◆ Exercise brief
Return the material word for word. Do not include the pictures.

══ Listed entries

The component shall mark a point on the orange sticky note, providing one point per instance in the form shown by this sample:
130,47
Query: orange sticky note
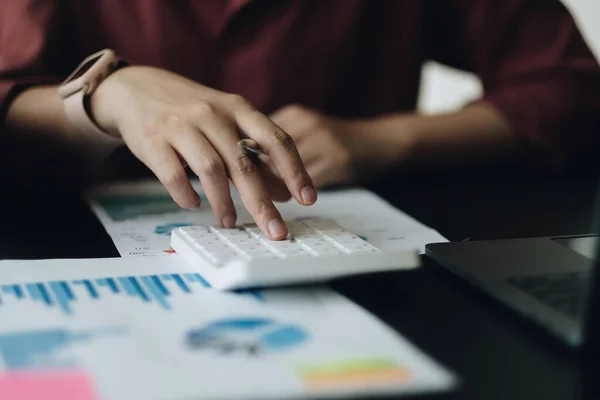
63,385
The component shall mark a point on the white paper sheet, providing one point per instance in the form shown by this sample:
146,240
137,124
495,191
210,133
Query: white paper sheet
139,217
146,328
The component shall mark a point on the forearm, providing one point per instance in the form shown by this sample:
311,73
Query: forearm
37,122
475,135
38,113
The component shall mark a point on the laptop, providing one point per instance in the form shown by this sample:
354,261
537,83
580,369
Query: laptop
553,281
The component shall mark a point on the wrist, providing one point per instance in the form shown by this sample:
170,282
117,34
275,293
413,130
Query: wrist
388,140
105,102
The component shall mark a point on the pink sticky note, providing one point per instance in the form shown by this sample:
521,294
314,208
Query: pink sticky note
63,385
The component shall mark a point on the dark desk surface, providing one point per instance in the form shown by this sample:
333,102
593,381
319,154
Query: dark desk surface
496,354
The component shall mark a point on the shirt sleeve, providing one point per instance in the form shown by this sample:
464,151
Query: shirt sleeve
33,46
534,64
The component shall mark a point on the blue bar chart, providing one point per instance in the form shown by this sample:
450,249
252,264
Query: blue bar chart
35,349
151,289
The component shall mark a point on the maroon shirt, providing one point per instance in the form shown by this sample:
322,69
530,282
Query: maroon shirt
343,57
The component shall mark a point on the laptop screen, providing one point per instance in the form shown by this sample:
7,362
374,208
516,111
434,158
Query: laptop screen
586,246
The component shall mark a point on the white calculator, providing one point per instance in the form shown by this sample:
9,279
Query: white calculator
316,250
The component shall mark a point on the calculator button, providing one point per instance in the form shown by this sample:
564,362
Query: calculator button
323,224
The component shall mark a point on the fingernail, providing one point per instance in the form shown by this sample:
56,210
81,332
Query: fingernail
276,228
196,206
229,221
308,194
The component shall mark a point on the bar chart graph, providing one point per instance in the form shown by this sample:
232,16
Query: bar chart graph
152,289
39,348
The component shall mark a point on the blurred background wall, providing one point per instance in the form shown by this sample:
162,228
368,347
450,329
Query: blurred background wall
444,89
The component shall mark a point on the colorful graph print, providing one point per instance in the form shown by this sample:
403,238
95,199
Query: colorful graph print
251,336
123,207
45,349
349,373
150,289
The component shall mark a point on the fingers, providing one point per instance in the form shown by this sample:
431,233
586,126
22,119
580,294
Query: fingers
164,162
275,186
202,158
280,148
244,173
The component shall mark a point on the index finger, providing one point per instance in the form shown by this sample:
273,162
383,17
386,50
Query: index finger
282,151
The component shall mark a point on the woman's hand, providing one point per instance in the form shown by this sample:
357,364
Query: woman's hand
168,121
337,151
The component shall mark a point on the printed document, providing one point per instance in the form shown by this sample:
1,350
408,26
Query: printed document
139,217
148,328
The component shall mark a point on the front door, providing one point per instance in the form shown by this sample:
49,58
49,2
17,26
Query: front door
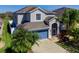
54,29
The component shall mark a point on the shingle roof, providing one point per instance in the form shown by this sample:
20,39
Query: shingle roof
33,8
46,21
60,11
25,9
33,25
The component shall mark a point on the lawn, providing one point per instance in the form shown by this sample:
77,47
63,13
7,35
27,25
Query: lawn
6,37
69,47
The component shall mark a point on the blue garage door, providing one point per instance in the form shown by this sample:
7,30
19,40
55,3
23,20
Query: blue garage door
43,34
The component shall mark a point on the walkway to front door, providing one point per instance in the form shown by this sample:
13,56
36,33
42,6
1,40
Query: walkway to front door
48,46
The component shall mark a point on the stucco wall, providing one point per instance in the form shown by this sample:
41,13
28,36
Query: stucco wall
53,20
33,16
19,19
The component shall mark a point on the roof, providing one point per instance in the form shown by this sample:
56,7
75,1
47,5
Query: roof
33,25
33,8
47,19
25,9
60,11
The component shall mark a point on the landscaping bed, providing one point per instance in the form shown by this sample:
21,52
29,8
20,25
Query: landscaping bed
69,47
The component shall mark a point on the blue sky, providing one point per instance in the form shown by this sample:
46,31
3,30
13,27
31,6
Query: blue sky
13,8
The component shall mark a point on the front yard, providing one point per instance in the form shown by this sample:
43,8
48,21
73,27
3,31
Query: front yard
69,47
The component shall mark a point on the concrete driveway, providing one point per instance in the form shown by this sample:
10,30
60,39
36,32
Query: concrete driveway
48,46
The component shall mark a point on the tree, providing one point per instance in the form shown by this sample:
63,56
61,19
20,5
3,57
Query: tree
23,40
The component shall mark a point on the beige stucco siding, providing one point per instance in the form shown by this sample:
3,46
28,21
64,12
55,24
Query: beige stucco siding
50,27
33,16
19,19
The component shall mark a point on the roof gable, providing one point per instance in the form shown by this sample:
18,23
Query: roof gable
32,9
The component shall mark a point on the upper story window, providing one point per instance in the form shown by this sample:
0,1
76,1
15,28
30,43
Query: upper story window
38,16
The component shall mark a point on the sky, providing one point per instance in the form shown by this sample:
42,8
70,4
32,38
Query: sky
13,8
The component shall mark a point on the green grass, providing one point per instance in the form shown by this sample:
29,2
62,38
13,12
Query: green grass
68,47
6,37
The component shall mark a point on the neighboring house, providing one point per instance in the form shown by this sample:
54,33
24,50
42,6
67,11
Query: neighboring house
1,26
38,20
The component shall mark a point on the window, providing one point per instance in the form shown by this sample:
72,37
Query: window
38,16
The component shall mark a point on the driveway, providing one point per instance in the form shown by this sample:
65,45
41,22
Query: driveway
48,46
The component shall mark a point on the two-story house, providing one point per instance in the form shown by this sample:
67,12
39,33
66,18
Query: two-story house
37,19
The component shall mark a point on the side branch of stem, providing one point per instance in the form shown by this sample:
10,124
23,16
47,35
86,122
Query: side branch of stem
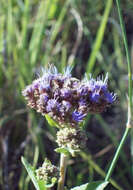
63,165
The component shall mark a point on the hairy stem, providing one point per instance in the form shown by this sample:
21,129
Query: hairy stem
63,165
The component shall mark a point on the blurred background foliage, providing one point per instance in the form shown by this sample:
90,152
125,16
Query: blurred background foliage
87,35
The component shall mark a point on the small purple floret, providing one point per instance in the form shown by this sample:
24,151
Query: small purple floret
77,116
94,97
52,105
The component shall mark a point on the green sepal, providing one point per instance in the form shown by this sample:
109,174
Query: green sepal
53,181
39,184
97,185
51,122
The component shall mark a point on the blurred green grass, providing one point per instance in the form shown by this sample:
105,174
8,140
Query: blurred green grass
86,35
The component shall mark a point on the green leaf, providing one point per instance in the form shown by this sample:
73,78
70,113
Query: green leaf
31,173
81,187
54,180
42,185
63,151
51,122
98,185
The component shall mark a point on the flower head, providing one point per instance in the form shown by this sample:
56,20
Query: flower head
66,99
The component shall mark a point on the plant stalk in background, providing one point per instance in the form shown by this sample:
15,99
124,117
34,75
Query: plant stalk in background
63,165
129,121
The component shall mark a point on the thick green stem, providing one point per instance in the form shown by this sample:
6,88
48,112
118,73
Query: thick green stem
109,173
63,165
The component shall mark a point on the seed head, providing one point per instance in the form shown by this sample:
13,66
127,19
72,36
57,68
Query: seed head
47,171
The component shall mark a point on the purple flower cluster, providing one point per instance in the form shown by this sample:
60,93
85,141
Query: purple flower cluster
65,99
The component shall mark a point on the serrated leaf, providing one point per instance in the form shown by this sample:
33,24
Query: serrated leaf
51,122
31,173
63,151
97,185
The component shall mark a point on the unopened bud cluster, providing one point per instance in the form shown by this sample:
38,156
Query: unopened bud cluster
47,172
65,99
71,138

════

◆ Solution for this task
The component shall mark a point on the orange sticky note, providing one point per instance in the form shown by this sample:
130,47
Query: orange sticky note
63,385
The component shall mark a point on the white paper sheet, providing one point per instance in the form shown by this sample:
146,240
137,124
495,191
210,133
Query: white paper sheet
139,217
146,328
The component shall mark a point on the forearm, providing one point per instance in the form shown by this sample:
311,73
Query: forearm
37,122
475,135
38,113
The component shall mark a point on the laptop, providing one point per instance in the form shown by this sample:
354,261
537,83
580,369
Query: laptop
553,281
The component shall mark a point on the wrist, providing one point per instance in the form shown by this sample:
170,282
117,34
275,293
413,130
Query: wrist
388,140
105,102
The component shall mark a point on the pink sticky note, providing one point per instance in the form shown by this sample:
521,294
314,208
Query: pink sticky note
63,385
The component shall mark a point on the dark desk surface, providing one point per instance in the form shown by this sample:
333,102
593,381
319,154
Query: dark desk surface
496,354
The component shall mark a point on the shirt sleeve, providing one point per instance in the form shown by this sample:
464,151
Query: shirt sleeve
33,46
534,64
The component shall mark a point on the blue bar chart, providing one point per instance in the form shown by this sample:
450,249
252,264
Query: blue bar chart
35,349
151,289
The component shall mark a point on the maroon shirt, providing one point per instance in the form shown by this sample:
322,69
530,282
Query: maroon shirt
343,57
The component shall mark a point on the laptop screen, providing one point per instance in the form shown by this sample:
7,362
374,208
516,111
434,158
Query: laptop screen
586,246
The component shall mark a point on the white calculator, providing one point per instance in the form shown by this sample:
9,279
Query: white calculator
316,250
The component shall mark a point on the calculator button, providing one point per instance in the form shown by this sample:
564,362
Query: calculator button
323,224
The component shall mark a point on the fingernail, providing one point per instance in the form shown by this sample:
56,210
81,332
Query: fingernail
276,228
196,206
229,221
308,194
The component shall mark a point on the bar chart graph, providing one point per instance in the form shown by this sample:
232,16
Query: bar chart graph
152,289
39,348
The component shall mark a point on the blurred background wall, providing one point per instance in the form shown by this sample:
162,228
368,347
450,329
Query: blurred background wall
444,89
The component shall mark a point on the colorful graph print, providing one point per instance in the form shown by this sample:
403,238
95,199
Query: colorful graph print
251,336
123,207
45,349
349,373
150,289
The component shall mark a point on the fingers, providing one point per instance in the form shown by this sample:
431,233
586,126
22,119
580,294
Query: fingers
164,162
275,186
202,158
280,148
244,173
The component shall mark a point on the index finger, providing one point per instance in the form shown by this sample:
273,162
383,17
386,50
Query: index finger
282,151
The component shall mark a point on the woman's hand, providing one point per instance in the form shown by this sample:
357,364
Query: woman's hand
168,121
337,151
The component shall mark a point on the printed document, providing one point per instance in the form shown by this sample:
1,350
408,26
Query: printed document
139,217
148,328
The component shall mark a point on the front door, providing one point per instance in the form shown by this sample:
49,58
49,2
17,26
Query: front door
54,29
The component shall mark a point on the shingle roof, providing one point per instance in the form shown by this sample:
20,39
Query: shingle roof
33,8
46,21
60,11
25,9
33,25
The component shall mark a point on the lawn, providing one point per instance in the form shown by this sample:
77,47
63,13
7,35
27,25
Query: lawn
6,37
69,47
The component shall mark a point on the blue garage door, providing one point per instance in the form shown by this sample:
7,30
19,40
55,3
23,20
Query: blue garage door
43,34
The component shall mark a point on the walkway to front door, providing one point per instance in the form shown by this sample:
13,56
36,33
42,6
1,40
Query: walkway to front door
48,46
The component shall mark a point on the stucco wall, providing one point per instance in the form shown by this sample:
41,13
28,36
Query: stucco wall
53,20
33,16
19,19
The component shall mark a point on the roof, providing one point per instance in the form shown by this sample:
56,7
75,1
47,5
Query: roof
33,25
33,8
47,19
25,9
60,11
The component shall mark a point on the landscaping bed, providing one point per instance in the form shown by this sample:
21,52
29,8
20,25
Query: landscaping bed
69,47
The component shall mark a point on the blue sky, providing one point per instance in the form shown by this sample:
46,31
3,30
13,27
31,6
Query: blue sky
13,8
The component shall mark a point on the front yard, providing one point per instance in the form shown by this sample:
43,8
48,21
73,27
3,31
Query: front yard
69,47
The component shall mark a point on the concrete driveway, providing one point per instance in the form shown by this sample:
10,30
60,39
36,32
Query: concrete driveway
48,46
The component shall mark a point on the tree, providing one point per instance in the form shown by this sample:
63,56
61,19
20,5
3,57
Query: tree
23,40
The component shall mark a point on the beige stucco siding, providing one point per instance in the form shown by this sample:
3,46
28,21
64,12
55,24
Query: beige stucco siding
50,27
33,16
19,19
The component shall mark a point on the roof gable, providing one point per instance in the form shown by this sample:
18,23
Query: roof gable
32,9
The component shall mark a point on the upper story window, providing one point per instance in the form shown by this sample:
0,1
76,1
15,28
30,43
Query: upper story window
38,16
The component shall mark a point on the sky, providing one point per instance in the form shown by this sample:
42,8
70,4
32,38
Query: sky
13,8
The component shall mark a point on the green grass, providing one point per instance in the form shown by this sample:
29,2
62,38
13,12
Query: green grass
68,47
6,37
The component shall mark a point on the neighboring house, providing one point per instance in the form shown by this sample:
54,33
24,50
42,6
67,11
Query: neighboring house
1,26
38,20
The component shall mark a point on the window, providing one point per instance in the form shown by this sample:
72,37
Query: window
38,16
The component shall mark a point on the driveway, providing one point per instance in the form shown by this sample:
65,45
41,22
Query: driveway
48,46
The component shall mark a point on the two-story house, providing one point per instance in the form shown by this sample:
67,12
39,33
66,18
Query: two-story house
37,19
The component shall mark a point on the side branch of stem, providing one point per instance in the form shown by this sample:
10,124
23,16
47,35
86,122
Query: side branch of stem
63,165
The component shall mark a point on the hairy stem, providing one point per instance in the form shown by this sample:
21,129
Query: hairy stem
63,165
The component shall mark a point on the blurred background foliage, providing one point per instance in the form shown by this sample:
90,152
125,16
Query: blurred background foliage
87,35
The component shall mark a point on the small purple floret, providing one point per instance in the form shown by this sample:
24,151
Query: small purple floret
77,116
94,97
52,105
The component shall mark a point on the green sepal, providing one point per instance in the form shown by this sample:
109,174
Query: green sepal
53,181
39,184
97,185
51,122
The component shall mark a point on the blurred green grass, providing one point per instance in the form shown by this sample:
105,174
8,140
Query: blurred green grass
86,35
The component shall mark a point on the green leaf, providing one point per instance in the form shown by this sample:
73,78
70,113
Query: green leaf
31,173
81,187
54,180
42,185
63,151
51,122
98,185
The component shall mark a point on the flower head, providing one point per instance in the form shown by this sample:
56,20
Query: flower head
66,99
The component shall mark a point on the plant stalk in background, providing one point per instance in the form shown by this sample:
15,99
124,117
34,75
Query: plant stalk in background
63,165
129,121
The component shall mark a point on the thick green stem, providing one point per instance in the form shown by this sample:
6,88
48,112
118,73
Query: thick green stem
109,173
63,165
The component shall mark a point on the seed head, providing one point per instance in the form shown by this sample:
13,66
127,19
72,36
57,68
Query: seed head
47,171
The component shall mark a point on the purple flower cluster, providing one point per instance in the form shown by this sample:
60,93
85,141
Query: purple flower cluster
65,99
The component shall mark a point on the serrated leaf, providing one point per instance in the form shown by this sample:
33,24
Query: serrated leaf
51,122
31,173
63,151
97,185
The component shall mark a point on the unopened bud cluster, providing one point per instance in the form shown by this sample:
38,156
Query: unopened bud cluster
47,172
65,99
71,138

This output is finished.